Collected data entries
--- Start ---

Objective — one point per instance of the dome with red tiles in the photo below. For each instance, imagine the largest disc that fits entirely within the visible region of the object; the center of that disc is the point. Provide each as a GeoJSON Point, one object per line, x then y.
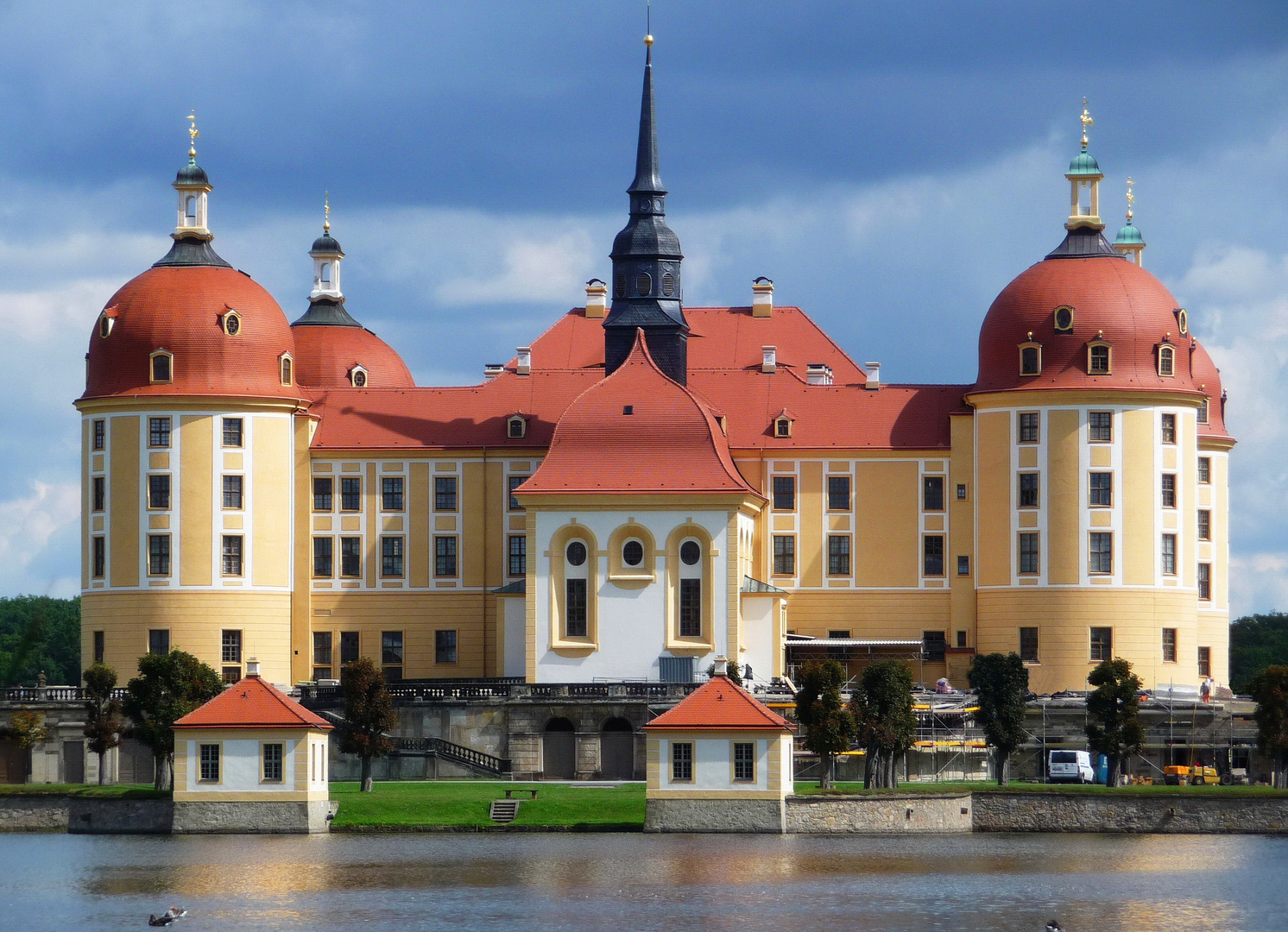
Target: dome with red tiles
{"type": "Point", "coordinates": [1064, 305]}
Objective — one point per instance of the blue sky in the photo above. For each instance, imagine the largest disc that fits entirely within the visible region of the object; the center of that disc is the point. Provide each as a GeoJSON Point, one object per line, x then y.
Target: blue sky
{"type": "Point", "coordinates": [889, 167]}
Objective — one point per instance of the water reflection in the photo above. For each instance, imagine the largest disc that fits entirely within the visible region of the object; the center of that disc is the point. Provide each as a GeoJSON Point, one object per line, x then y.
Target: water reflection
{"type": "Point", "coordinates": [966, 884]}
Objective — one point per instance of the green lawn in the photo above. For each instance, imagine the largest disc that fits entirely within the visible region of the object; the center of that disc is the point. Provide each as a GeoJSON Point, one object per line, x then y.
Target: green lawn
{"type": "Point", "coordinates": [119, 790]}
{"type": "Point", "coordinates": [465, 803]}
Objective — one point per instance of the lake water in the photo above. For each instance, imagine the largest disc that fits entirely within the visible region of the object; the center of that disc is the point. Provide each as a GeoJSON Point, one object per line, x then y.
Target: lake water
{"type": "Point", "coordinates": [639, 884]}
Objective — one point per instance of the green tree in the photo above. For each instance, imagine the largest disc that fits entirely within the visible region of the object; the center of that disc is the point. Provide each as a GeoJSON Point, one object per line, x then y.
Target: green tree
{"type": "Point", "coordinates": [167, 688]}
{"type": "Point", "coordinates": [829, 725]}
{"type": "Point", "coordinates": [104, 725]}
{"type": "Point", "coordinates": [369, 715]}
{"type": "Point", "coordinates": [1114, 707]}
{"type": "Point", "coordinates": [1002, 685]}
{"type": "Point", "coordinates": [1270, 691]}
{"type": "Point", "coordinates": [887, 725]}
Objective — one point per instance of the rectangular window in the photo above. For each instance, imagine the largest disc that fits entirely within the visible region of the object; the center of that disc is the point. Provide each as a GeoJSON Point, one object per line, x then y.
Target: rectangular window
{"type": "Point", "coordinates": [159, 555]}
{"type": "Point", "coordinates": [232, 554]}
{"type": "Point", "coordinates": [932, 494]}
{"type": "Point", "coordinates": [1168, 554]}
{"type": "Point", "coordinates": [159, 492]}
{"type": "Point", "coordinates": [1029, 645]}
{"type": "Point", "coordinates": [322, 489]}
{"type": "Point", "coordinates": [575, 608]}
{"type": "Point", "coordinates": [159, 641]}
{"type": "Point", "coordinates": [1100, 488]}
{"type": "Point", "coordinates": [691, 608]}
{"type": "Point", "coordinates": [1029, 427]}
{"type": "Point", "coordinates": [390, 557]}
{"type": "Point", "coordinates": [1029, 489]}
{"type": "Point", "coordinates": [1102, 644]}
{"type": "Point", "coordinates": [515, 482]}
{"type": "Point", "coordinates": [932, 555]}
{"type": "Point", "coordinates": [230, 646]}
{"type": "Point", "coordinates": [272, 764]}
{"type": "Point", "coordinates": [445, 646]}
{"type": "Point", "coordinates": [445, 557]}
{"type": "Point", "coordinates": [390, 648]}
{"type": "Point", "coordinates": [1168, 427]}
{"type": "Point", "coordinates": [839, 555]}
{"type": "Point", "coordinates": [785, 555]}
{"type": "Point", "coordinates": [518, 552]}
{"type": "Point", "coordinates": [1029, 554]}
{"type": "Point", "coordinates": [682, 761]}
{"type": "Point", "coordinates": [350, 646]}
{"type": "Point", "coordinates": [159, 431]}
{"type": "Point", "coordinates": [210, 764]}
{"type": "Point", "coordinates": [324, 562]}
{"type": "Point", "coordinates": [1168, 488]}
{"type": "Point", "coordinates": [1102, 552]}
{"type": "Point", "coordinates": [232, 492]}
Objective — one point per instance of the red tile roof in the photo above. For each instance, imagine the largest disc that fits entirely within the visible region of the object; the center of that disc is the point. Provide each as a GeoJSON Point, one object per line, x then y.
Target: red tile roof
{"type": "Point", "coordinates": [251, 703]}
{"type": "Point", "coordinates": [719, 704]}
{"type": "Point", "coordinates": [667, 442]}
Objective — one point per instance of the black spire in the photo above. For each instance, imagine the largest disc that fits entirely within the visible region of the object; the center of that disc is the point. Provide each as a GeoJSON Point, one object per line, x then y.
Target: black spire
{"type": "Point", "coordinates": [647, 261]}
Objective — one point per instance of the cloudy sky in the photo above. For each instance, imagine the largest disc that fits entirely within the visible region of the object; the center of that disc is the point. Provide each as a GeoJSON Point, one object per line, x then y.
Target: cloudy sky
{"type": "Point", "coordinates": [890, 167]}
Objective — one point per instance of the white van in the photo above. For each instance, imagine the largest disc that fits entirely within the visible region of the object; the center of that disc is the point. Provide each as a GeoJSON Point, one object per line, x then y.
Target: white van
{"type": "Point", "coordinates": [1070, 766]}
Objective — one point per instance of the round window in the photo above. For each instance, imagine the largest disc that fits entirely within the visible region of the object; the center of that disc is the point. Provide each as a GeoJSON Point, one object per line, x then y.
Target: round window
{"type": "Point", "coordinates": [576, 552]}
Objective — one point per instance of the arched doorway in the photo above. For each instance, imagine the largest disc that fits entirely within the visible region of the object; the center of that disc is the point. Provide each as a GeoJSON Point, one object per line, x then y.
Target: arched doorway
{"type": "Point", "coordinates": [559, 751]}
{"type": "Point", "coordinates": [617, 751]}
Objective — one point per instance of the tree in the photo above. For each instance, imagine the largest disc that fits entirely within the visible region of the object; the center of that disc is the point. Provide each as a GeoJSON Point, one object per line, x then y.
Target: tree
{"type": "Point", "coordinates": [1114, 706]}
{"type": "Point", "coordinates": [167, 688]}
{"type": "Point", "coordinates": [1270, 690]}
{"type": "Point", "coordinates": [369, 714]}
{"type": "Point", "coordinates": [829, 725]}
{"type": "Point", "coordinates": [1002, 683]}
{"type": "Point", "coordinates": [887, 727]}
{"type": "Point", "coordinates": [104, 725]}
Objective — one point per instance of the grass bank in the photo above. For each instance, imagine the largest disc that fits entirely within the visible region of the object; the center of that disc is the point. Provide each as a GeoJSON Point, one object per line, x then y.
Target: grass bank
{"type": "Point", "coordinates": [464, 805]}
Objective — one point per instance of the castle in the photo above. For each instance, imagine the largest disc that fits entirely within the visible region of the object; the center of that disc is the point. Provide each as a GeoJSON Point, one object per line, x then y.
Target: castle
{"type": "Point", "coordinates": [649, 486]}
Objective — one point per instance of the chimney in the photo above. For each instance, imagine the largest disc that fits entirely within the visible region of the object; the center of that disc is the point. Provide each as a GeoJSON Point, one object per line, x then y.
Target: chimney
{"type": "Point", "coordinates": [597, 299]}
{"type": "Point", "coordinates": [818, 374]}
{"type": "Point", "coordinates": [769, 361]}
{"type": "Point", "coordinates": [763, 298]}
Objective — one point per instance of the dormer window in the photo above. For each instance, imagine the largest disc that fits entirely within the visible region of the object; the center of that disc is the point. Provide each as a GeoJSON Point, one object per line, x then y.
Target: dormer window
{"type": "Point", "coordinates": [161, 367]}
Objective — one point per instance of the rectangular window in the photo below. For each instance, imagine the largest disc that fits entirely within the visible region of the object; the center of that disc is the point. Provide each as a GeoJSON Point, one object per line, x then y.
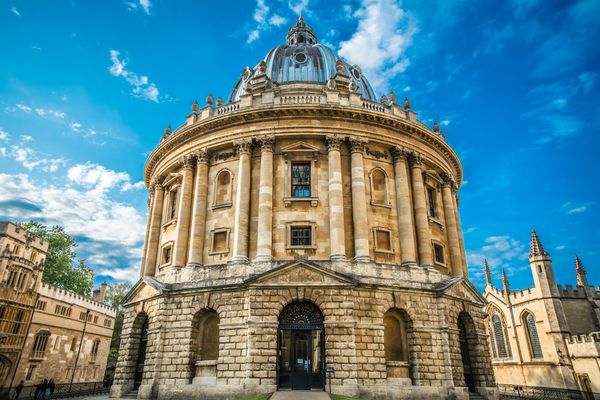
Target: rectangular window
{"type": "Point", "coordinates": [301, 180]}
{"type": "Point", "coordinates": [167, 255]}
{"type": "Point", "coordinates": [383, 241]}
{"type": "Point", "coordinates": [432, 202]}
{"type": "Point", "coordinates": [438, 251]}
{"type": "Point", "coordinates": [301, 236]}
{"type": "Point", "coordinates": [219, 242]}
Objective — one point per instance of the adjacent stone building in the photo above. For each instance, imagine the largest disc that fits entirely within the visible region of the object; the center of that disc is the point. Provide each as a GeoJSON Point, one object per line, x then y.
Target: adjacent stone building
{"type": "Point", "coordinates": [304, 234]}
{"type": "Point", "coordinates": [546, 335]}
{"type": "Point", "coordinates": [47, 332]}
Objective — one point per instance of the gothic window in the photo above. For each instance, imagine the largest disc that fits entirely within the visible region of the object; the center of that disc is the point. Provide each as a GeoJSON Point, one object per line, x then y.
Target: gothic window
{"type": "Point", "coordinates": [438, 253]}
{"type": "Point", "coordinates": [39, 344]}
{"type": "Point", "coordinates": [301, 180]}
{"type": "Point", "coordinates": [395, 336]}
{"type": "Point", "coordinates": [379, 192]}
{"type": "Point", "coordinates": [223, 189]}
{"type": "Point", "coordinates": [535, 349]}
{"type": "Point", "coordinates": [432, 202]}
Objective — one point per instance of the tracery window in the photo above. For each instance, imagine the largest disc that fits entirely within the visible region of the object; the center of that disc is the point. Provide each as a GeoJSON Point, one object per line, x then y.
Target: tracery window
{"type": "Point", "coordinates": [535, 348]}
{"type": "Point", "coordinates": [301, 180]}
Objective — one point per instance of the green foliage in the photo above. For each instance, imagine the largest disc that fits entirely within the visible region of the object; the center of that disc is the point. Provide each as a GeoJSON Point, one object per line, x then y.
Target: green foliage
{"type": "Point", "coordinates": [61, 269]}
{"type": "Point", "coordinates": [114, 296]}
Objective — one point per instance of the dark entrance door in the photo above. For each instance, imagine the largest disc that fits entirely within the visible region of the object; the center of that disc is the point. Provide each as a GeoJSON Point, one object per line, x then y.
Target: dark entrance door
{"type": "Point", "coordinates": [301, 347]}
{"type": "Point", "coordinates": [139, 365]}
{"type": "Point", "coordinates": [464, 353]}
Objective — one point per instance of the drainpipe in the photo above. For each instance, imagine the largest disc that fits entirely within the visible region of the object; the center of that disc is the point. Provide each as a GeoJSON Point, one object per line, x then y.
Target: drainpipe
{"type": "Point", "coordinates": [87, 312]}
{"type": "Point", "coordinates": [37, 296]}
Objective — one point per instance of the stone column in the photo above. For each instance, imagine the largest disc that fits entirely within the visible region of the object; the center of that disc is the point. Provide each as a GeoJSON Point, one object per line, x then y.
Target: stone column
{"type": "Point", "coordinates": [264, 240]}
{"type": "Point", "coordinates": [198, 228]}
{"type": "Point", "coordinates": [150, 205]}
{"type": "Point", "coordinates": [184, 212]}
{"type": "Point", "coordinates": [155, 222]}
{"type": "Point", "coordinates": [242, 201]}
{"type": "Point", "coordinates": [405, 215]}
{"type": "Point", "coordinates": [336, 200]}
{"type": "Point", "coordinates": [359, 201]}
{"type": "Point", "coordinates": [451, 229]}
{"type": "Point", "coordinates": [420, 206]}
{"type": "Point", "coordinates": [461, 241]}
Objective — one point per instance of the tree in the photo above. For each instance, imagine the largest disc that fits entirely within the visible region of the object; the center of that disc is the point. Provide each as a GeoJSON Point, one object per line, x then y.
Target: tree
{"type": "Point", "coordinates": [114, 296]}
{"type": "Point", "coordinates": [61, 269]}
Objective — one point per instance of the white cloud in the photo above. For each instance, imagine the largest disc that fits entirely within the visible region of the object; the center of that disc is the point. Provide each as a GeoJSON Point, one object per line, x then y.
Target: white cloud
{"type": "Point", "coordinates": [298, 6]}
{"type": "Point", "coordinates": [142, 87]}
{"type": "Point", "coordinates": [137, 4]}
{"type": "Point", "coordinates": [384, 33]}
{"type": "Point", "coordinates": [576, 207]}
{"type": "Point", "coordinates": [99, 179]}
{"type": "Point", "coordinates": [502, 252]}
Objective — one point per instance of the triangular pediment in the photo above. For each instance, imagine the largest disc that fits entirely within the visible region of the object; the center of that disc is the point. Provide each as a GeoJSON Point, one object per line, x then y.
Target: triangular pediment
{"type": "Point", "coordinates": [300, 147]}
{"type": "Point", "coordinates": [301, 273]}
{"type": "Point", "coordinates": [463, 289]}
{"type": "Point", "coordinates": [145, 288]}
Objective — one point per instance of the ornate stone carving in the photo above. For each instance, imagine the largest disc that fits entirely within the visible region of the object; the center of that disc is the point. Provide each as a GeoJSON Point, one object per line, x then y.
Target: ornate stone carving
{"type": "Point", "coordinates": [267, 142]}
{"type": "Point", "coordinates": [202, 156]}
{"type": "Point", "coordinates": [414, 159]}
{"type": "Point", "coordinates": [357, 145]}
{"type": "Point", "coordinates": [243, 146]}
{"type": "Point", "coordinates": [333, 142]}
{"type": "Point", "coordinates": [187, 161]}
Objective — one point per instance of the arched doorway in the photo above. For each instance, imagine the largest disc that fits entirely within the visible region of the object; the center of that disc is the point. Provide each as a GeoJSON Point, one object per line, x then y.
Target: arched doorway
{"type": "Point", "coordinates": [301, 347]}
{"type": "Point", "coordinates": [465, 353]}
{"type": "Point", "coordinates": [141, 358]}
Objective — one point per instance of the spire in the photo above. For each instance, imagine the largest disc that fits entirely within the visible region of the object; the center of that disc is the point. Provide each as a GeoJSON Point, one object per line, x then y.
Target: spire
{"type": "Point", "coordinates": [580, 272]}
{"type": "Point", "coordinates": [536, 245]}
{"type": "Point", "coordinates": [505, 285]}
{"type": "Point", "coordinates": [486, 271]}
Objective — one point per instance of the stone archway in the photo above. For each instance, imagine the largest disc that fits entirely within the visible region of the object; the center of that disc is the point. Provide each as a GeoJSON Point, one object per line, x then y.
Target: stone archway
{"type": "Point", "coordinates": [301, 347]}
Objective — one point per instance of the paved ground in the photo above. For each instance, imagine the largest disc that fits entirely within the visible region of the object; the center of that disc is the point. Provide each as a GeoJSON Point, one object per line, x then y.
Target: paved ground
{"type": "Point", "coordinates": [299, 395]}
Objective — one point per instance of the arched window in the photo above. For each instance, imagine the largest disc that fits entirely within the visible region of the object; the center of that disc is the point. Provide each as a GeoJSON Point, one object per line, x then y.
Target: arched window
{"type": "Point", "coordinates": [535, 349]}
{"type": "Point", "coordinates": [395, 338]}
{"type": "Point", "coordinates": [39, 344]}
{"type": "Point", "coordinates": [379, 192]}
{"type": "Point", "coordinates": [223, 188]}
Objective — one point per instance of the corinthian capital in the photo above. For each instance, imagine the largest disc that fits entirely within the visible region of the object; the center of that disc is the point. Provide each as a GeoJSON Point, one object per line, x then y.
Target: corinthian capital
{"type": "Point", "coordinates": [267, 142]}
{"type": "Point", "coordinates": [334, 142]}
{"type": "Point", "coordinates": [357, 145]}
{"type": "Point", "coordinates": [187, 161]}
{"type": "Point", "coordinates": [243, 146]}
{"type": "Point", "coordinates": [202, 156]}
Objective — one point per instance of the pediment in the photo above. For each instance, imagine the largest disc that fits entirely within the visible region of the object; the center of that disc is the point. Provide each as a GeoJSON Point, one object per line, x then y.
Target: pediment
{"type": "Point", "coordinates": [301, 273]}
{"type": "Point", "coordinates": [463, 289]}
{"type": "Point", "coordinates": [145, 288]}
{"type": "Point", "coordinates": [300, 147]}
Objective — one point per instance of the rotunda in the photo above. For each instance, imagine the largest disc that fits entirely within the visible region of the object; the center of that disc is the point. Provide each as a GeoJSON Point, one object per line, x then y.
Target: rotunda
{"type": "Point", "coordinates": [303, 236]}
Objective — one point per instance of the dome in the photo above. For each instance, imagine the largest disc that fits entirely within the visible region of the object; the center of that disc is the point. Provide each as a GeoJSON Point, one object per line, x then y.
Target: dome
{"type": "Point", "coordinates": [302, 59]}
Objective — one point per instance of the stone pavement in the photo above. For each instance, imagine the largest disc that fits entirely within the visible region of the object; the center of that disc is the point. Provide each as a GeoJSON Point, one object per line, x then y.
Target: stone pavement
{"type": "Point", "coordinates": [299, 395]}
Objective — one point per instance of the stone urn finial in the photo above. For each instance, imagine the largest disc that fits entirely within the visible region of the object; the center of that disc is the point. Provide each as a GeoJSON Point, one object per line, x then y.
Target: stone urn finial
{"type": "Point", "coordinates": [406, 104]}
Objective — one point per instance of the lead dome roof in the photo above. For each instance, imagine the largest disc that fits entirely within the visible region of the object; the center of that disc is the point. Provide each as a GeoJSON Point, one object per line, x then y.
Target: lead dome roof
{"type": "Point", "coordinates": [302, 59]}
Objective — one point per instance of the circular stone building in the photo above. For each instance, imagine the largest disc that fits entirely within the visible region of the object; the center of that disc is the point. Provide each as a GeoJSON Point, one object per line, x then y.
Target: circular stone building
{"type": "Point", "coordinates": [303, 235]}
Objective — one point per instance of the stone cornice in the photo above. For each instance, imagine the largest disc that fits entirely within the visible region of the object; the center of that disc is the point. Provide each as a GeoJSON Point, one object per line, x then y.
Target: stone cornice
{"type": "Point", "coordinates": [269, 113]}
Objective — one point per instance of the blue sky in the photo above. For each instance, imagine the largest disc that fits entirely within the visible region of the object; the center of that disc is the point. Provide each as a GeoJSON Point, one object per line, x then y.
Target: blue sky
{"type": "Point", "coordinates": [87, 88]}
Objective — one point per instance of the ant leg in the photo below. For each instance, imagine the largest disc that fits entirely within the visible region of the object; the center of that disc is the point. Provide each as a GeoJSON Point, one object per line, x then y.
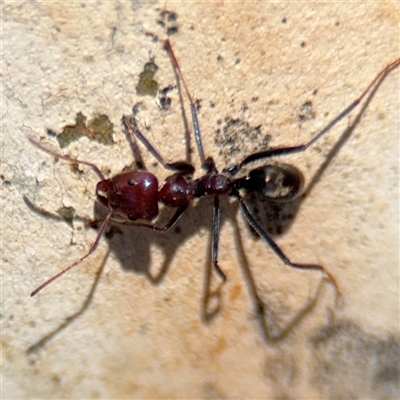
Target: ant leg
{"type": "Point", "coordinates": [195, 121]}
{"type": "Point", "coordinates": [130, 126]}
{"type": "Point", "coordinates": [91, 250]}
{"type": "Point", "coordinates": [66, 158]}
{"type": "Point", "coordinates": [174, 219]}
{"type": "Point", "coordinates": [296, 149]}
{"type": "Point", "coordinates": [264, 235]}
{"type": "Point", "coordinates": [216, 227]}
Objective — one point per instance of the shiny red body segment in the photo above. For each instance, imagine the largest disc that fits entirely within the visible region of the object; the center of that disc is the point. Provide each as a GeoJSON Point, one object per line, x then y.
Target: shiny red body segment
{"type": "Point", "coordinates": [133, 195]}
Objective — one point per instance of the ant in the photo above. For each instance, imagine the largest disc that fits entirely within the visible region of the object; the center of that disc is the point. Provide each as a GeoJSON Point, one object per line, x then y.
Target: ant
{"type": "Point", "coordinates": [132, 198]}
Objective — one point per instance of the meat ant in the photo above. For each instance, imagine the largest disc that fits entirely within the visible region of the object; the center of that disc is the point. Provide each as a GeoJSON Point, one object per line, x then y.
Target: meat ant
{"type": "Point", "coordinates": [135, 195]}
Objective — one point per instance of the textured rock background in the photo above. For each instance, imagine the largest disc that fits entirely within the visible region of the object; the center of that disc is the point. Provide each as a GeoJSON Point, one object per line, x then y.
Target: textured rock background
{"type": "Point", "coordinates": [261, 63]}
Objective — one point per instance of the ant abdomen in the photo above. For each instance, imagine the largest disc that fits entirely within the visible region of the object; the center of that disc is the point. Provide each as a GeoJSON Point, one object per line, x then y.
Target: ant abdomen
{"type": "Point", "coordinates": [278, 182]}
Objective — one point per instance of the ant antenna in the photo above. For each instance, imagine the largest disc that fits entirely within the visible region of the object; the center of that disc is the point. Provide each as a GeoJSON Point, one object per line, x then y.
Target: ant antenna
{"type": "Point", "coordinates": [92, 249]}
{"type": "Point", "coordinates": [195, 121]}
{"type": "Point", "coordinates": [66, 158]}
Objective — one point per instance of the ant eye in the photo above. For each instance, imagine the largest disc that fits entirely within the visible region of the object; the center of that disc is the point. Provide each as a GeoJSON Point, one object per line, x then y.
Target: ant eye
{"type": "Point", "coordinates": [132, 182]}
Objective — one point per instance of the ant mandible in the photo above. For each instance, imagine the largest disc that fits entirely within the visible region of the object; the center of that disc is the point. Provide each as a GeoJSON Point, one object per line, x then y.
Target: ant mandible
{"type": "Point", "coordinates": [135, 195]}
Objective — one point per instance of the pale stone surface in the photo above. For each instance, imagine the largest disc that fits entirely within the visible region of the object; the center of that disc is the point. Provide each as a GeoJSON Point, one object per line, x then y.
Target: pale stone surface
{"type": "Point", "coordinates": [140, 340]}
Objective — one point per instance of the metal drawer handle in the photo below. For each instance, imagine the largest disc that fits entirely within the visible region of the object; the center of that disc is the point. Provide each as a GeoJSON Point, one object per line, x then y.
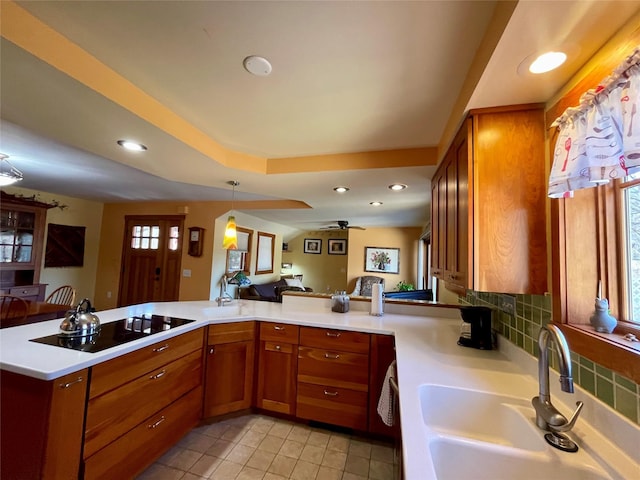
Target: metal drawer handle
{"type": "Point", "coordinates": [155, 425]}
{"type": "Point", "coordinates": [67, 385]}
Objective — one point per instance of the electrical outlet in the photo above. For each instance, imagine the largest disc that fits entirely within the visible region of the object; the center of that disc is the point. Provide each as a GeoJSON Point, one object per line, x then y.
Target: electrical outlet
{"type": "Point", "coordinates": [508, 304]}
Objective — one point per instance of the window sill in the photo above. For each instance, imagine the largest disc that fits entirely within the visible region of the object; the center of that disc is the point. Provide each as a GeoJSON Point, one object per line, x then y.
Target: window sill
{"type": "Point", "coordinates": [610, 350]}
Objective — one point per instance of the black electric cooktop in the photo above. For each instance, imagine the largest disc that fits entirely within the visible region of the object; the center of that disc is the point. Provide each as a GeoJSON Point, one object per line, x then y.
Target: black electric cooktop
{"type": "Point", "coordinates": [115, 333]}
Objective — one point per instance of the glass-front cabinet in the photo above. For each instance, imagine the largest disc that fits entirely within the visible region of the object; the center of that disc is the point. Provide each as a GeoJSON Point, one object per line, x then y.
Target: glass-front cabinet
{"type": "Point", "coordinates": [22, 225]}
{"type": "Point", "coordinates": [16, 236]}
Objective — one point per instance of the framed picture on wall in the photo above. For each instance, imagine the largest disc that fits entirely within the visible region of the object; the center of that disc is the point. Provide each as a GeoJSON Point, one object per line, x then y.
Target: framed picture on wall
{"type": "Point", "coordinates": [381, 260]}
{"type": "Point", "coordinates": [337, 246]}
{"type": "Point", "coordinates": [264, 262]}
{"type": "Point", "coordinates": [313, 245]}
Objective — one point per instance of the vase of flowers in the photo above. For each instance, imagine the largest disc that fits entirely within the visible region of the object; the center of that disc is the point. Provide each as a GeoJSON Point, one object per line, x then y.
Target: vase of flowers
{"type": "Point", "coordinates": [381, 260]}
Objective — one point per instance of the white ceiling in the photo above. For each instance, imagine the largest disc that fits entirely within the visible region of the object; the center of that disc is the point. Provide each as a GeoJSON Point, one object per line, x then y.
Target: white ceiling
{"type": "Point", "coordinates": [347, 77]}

--- End ---

Do this
Give the lines from the one containing "Objective — one point per instance of the green foliage" through the one containing "Target: green foliage" again, with "foliage" replaced by "leaves" and everything else left as it is.

Final result
Objective — one point per instance of the green leaves in the photo above. For each instance, imagine the largest disc that fits entirely within the visible region of the object; the center of that disc is the point. Provide each as a GeoJSON Point, one object per line, x then y.
Target: green leaves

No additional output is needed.